(SET PROBLEM A):
Decide whether each statement below agrees with the year-end album list text, answering yes or no and quoting the deciding words of the text: (i) the writer hosts a bi-monthly podcast; (ii) number 50 on the list is Lotta Sea Lice by Courtney Barnett & Kurt Vile; (iii) the Phoebe Bridgers album is ranked 58.
(SET PROBLEM B):
State how many lines of the records contain the string "facade", giving only the number. Case counts.

— Start of EXTRACT PROVIDED —

If you haven’t yet, make sure to peep our list of the 10 Best EP’s of 2017 and feel free to re-visit the Best of 2016 here. Previous years can also be perused by clicking the ‘Albums of the Year’ tab on the top of the page.

Each entry features a short blurb, some are longer than others and every 3-5  entries include an embedded audio track or music videos  so you can listen to something while you read through. Def click on some of the hyperlinks I’ve included to relevant stories written about these artists and albums, by either myself or colleagues. There’s a lot to enjoy in here!

Lastly, if you dig what you read/hear, hit me on Twitter. I also host the bi-monthly Noise Pop Podcast and share a lot of new music throughout the year (Subscribe on iTunes!) Much of that music is included in the list below. Cheers!

AS

60-51: Stellar Spins

60. Hundred Waters – Communicating
59. Phoebe Bridgers – Stranger In The Alps
58. Jonti – Tokorats
57. Caleborate – Real Person
56. Julie Byrne – Not Even Happiness 
55. Moonchild – Voyager
54. Milo – Who Told You To Think??!!?!?!?!
53. Jaime Wyatt – Felony Blues
52. Aldous Harding – Party
51. Ty Segall – Ty Segall

The Top 50: The Year’s Best Albums

50. Courtney Barnett & Kurt Vile – Lotta Sea Lice

This is exactly what it sounds like. Courtney Barnett and Kurt Vile on a record together. If you love either, this is up your alley. If you’re a fan of both, have a ball!

— End of EXTRACT PROVIDED —
— Start of DATA SHOWN —

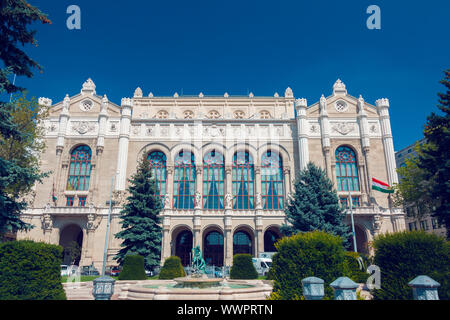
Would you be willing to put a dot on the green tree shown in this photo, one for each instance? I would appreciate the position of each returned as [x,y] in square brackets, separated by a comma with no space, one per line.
[435,158]
[315,205]
[15,17]
[140,218]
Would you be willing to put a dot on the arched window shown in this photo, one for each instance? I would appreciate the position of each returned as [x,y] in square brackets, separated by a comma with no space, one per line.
[158,161]
[272,181]
[80,169]
[242,243]
[213,181]
[346,170]
[184,181]
[243,181]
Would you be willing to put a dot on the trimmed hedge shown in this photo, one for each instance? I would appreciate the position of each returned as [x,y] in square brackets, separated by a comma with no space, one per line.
[30,271]
[133,268]
[310,254]
[243,267]
[405,255]
[172,269]
[353,270]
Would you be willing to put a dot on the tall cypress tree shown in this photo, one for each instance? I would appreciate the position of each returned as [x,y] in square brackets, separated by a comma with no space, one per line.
[435,155]
[140,220]
[315,205]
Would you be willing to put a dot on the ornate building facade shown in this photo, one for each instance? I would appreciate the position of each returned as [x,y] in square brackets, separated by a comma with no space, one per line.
[224,166]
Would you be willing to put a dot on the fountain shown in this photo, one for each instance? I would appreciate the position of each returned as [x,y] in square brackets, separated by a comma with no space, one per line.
[197,286]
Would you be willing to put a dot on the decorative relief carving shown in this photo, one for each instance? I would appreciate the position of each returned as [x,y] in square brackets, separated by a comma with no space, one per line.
[83,127]
[344,128]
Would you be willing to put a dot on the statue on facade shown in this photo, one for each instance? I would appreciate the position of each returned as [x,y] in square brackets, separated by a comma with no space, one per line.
[198,264]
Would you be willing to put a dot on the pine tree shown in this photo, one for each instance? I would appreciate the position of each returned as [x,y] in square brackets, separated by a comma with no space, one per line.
[315,205]
[435,158]
[15,17]
[141,231]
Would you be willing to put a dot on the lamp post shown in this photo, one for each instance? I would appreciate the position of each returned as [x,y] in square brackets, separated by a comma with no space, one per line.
[353,223]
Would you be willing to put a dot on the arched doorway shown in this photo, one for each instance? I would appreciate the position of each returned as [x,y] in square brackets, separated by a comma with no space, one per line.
[71,239]
[242,243]
[271,236]
[213,248]
[361,240]
[183,247]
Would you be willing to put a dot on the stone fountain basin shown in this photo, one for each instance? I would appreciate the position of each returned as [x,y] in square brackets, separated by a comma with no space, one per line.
[167,290]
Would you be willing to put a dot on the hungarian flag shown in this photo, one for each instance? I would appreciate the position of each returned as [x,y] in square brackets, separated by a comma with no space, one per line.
[53,194]
[381,186]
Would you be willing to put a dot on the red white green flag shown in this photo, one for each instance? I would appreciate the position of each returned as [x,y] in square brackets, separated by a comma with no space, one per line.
[381,186]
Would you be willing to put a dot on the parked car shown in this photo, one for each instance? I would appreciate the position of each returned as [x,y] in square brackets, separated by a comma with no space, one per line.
[89,271]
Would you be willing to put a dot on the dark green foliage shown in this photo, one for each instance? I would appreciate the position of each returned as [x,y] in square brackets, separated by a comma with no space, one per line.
[353,269]
[140,219]
[243,267]
[405,255]
[303,255]
[30,271]
[133,268]
[172,269]
[315,205]
[15,16]
[435,158]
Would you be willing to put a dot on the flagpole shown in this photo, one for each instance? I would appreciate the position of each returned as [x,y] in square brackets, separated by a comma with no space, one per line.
[353,223]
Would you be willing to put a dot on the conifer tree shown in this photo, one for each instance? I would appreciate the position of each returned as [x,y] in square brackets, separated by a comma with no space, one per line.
[435,156]
[315,205]
[140,218]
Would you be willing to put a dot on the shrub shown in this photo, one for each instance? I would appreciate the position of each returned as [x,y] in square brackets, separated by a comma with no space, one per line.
[30,271]
[303,255]
[133,268]
[405,255]
[353,270]
[243,267]
[172,269]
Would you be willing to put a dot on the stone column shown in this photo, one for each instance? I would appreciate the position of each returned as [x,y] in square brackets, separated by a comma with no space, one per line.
[302,128]
[124,137]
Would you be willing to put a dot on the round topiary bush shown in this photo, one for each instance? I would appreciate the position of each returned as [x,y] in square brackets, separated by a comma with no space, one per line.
[172,269]
[133,268]
[353,270]
[30,271]
[243,267]
[405,255]
[311,254]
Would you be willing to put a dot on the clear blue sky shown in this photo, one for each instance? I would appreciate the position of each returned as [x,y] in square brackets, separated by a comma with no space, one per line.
[259,46]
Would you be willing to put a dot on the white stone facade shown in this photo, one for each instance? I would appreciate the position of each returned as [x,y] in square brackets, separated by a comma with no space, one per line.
[118,136]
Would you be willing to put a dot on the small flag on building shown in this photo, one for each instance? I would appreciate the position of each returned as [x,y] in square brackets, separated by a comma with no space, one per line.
[381,186]
[53,194]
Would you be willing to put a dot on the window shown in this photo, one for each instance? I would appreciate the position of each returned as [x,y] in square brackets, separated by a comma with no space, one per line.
[80,169]
[82,201]
[346,170]
[162,114]
[188,115]
[213,115]
[184,181]
[158,161]
[272,181]
[243,176]
[264,115]
[355,202]
[69,201]
[239,114]
[213,181]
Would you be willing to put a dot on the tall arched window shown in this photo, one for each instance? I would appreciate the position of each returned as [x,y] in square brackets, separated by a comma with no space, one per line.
[346,170]
[80,169]
[272,181]
[158,161]
[184,181]
[213,181]
[243,181]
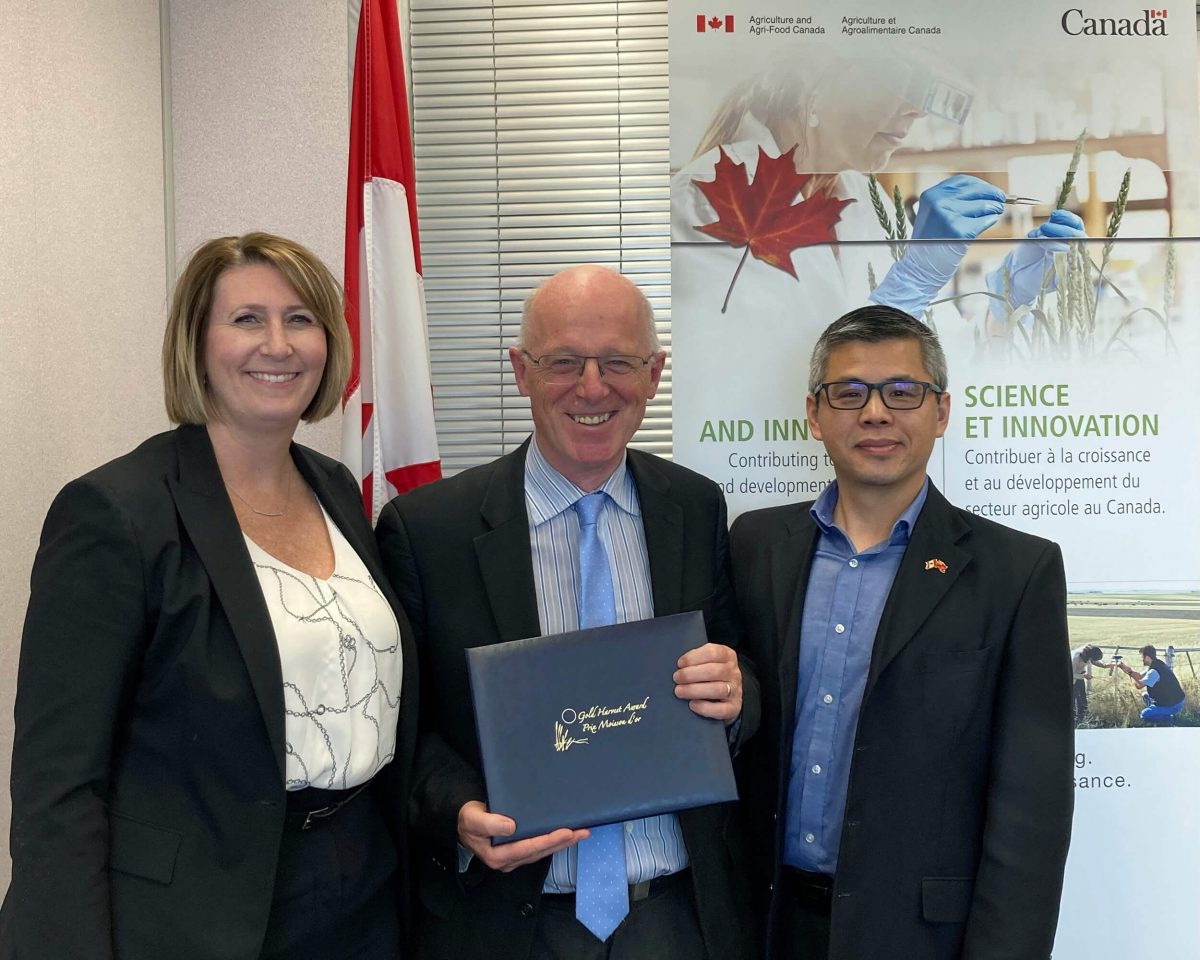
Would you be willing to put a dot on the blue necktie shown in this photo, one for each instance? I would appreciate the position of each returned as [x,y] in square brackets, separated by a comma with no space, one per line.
[601,892]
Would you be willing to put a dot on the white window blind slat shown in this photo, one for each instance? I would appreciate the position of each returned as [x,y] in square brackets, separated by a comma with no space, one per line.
[540,138]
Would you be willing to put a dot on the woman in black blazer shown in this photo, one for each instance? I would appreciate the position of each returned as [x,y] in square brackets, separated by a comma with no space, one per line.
[217,691]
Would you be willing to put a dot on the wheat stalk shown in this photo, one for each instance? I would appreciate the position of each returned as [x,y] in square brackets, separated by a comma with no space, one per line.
[1068,181]
[881,213]
[901,221]
[1115,219]
[1169,281]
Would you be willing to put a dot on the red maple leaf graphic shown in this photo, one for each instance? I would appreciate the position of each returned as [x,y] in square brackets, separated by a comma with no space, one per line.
[762,215]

— End of DATA SHOWN —

(TASK SOLUTION A):
(i) Yes: "I also host the bi-monthly Noise Pop Podcast"
(ii) Yes: "50. Courtney Barnett & Kurt Vile – Lotta Sea Lice"
(iii) No: "59. Phoebe Bridgers – Stranger In The Alps"

(TASK SOLUTION B):
3